**WORK TASK:** Give the number of lines in the entries below that hold "building", with no accompanying words.

**EXERCISE MATERIAL:**

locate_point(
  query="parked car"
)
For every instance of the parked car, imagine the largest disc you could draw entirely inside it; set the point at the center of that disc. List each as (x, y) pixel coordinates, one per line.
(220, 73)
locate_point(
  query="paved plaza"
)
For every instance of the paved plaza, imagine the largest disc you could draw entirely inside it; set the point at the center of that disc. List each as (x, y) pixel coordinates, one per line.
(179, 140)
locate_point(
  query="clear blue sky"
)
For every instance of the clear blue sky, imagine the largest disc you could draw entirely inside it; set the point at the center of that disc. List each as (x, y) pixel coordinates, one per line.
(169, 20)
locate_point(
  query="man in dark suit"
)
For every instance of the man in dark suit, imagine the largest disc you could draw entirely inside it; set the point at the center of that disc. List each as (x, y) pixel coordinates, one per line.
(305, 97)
--
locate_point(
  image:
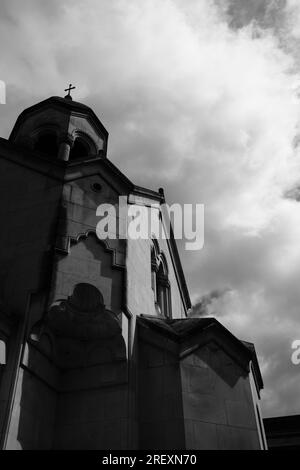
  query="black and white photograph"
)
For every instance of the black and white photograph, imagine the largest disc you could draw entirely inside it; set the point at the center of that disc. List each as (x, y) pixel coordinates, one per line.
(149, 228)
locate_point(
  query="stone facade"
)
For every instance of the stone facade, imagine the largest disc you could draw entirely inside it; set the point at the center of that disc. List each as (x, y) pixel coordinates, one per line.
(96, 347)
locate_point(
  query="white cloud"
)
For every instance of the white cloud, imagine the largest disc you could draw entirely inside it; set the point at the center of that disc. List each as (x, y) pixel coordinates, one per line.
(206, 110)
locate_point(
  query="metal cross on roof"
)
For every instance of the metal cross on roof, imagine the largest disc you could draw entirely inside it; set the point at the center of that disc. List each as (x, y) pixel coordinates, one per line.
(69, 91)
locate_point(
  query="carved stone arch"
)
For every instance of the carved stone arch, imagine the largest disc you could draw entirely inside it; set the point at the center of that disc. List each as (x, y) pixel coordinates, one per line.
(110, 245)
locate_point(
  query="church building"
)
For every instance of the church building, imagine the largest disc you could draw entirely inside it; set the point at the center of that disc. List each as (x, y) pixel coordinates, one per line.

**EXERCISE RESPONSE:** 2